=== What to work on ===
1. Answer these questions from the Gulf War excerpt:
(a) In what year was "Lucky War" published?
(b) What unit was Stuart Hirstein a sergeant in?
(c) According to Le Moyne, how long is the oilfield?
2. Decide whether each statement agrees with the Gulf War excerpt, and back each yes or no with the deciding words from it:
(a) Sheehan-Miles served in a 1st Brigade tank platoon.
(b) Hirstein said the Iraqi tanks were firing when the Apaches attacked them.
(c) Some of the battalion's tanks got stuck in the sand.
3. Extend the Gulf War excerpt past its final sentence.

The Iraqis, unable to continue driving to the north, because of the bombed-out causeway, were easy targets. In “Lucky War,” an appraisal of the Gulf War published in 1994, the Army historian Colonel Richard M. Swain (Ret.) noted, “One can continue to be troubled, however, with the fact that most of the Iraqis killed seem to have been headed north or simply milling around — and not into the defender’s lines, notwithstanding that some of their number quite clearly seem to have initiated the combat by opening fire when U.S. forces approached their position. “Two other facts remain somewhat disturbing,” Swain added: that “only a small number of Iraqis seem to have acted with hostility that morning,” and that the Iraqis, when fired upon, had been many miles beyond the 24th Division’s front lines, as they existed on the morning of the ceasefire.

Some soldiers who found themselves ordered into the battle remained dubious. Stuart Hirstein, the 124th Military Intelligence Battalion sergeant whose unit had earlier rushed to help a supposedly beleaguered combat company in Ware’s battalion only to find the Iraqis sunning themselves on top of their tanks, now watched as the division’s missile-firing Apache helicopters systematically began to annihilate the tanks. “It pissed me off,” Hirstein told me. “They were not firing.”

Charles Sheehan-Miles recalled that his 1st Brigade tank platoon also had been told that morning to rush to the rescue of an American unit near Highway 8 that was under attack by a division of Iraqi soldiers. “We went up the road blowing the shit out of everything. It was like going down an American highway — people were all mixed up in cars and trucks. People got out of their cars and ran away. We shot them.” Sheehan-Miles said that at least one of his victims was in civilian clothing. “My orders were to shoot if they were armed or running. The Iraqis were getting massacred.”

James Manchester was listening to the radio and heard Colonel Ware receive permission to engage. “All of a sudden, all hell breaks loose,” he said. “It’s surreal.” At one point, the battalion’s tanks were so eager to fire on the retreating Iraqi forces that they moved off an embankment and got mired helplessly in the sand. If the Iraqis had any intention of continuing the war, Manchester explained, the immobilized American tanks made perfect targets. The tanks were “helpless,” but kept volleying cannon fire at the Iraqis as they were being pulled out of the sand by tow trucks. What happened along the causeway, he said, was “fucking murder.”

What we did was just seal the oilfield off so he” — the enemy — “couldn’t get out,” Le Moyne told the Army oral historian. “Yup, it’s about fifteen kilometres long and ten to fifteen kilometres wide…. So by using artillery we were able to seal the top and the bottom of it, and I’ll tell you, that once we did that the panic began to set in…. The Apaches strewed panic and when the columns started rolling up there was just absolute pandemonium. Everybody began to break and run. Run in blind fear and terror…. A Hellfire missile hitting aT-72 tank — it is an absolute catastrophic destruction. The turret absolutely separates and blows off a hundred feet in the air, a hundred yards away.”

=== Record excerpts ===

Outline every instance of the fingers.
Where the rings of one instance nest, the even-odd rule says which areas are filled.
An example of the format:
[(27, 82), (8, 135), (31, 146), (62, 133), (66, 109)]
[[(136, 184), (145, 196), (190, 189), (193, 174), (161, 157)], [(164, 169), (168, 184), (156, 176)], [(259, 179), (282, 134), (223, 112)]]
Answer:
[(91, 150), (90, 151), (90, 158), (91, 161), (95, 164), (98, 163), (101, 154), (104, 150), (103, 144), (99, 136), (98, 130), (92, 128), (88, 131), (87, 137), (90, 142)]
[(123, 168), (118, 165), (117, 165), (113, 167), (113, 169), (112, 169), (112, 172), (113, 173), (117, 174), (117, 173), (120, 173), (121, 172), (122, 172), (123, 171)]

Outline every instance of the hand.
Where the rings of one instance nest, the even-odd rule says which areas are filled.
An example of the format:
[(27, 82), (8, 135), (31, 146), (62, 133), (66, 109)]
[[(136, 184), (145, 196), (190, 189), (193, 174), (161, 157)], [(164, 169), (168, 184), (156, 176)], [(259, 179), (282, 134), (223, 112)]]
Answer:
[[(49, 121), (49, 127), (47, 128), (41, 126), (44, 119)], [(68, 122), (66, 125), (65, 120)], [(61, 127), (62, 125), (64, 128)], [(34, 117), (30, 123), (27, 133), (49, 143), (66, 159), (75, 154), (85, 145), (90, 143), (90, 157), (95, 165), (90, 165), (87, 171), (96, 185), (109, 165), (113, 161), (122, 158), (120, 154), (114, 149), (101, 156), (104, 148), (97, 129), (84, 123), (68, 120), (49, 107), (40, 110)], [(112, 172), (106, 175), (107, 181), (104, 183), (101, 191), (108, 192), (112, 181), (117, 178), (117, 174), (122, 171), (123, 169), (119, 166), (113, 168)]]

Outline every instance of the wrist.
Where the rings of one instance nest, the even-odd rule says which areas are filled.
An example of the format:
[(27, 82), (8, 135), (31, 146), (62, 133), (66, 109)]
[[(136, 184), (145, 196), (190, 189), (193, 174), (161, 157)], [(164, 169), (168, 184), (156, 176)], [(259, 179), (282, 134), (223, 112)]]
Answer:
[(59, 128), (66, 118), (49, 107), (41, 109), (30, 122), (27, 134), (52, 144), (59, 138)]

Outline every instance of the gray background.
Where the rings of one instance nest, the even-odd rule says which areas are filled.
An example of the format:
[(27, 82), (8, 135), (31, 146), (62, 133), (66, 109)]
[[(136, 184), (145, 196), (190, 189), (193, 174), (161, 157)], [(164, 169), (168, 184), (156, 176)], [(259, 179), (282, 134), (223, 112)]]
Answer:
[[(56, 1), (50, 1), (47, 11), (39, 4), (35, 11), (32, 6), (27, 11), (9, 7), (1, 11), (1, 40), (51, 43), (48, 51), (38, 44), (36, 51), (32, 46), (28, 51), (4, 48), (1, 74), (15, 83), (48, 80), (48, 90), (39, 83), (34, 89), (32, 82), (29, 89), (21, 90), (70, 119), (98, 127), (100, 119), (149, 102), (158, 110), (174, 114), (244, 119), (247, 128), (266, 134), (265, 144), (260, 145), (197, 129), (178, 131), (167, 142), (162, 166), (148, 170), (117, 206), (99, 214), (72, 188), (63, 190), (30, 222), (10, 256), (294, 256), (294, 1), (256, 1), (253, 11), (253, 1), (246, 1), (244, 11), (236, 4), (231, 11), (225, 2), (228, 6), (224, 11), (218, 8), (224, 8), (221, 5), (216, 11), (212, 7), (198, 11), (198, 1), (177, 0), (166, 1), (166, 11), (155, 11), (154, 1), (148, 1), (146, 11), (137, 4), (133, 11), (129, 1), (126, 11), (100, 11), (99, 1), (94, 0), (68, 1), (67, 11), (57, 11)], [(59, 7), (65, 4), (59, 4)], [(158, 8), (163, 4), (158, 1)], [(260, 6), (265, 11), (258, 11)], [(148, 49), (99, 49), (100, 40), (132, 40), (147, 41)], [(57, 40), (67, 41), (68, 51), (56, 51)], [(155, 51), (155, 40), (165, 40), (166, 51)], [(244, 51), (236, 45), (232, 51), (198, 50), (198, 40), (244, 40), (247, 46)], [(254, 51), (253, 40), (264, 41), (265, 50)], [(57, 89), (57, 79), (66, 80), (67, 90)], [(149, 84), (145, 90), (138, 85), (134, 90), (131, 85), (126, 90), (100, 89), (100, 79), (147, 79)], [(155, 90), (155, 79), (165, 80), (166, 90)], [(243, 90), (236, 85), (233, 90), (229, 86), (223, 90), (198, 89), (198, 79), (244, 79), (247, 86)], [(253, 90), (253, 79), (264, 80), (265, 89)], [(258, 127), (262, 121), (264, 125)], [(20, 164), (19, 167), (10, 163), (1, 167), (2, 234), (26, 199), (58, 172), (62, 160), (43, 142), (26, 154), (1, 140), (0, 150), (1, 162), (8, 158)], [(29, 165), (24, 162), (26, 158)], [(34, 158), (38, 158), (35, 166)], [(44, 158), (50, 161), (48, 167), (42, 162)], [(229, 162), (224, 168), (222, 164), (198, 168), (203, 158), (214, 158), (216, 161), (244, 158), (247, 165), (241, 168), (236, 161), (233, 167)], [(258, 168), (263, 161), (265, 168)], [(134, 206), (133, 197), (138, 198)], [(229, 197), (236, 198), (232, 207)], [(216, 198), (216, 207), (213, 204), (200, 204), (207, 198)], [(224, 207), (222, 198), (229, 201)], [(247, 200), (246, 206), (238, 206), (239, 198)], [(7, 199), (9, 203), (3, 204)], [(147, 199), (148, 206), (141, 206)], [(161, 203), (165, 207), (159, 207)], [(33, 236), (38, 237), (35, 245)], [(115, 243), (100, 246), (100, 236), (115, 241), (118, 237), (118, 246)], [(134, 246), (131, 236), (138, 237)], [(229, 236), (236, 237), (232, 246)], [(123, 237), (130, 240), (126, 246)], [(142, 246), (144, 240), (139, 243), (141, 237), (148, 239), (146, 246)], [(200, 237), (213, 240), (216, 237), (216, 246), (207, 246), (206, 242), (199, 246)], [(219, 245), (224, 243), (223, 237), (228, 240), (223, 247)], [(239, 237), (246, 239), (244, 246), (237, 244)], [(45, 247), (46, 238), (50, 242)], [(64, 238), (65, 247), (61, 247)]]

=== Answers ===
1.
(a) 1994
(b) The 124th Military Intelligence Battalion
(c) About fifteen kilometres

2.
(a) Yes: "his 1st Brigade tank platoon"
(b) No: "They were not firing."
(c) Yes: "moved off an embankment and got mired helplessly in the sand"

3.
The 24th Division continued pounding the Iraqi column throughout the morning, until every vehicle moving toward the causeway — tank, truck, or automobile — was destroyed. McCaffrey, in a written response to a question, reported that his forces had removed a hundred and eighty-seven tanks and armored vehicles from the Iraqi arsenal, along with four hundred or more trucks. The Battle of Rumaila was closely reviewed at the war’s end by an analyst for the C.I.A., who confirmed that the Iraqi losses were great. The toll included at least a hundred tanks from the Hammurabi division. “It’s like eating an artichoke,” one colonel had said of combat to Captain Bell. “Once you start, you can’t stop.”

One of the destroyed vehicles was a bus, which had been hit by a rocket. The precise number of its occupants who were injured or killed is not known, but they included civilians and children. One of the first Americans at the scene was Lieutenant Charles W. Gameros, Jr., a Scout platoon leader, who called in a Medevac team for the victims. At the time, he was “frustrated” by what he saw as needless deaths, Gameros recalled in an interview. “Now I look at it sadly,” he said. Unresisting Iraqis had been slain all morning, but the deaths of the children troubled many soldiers.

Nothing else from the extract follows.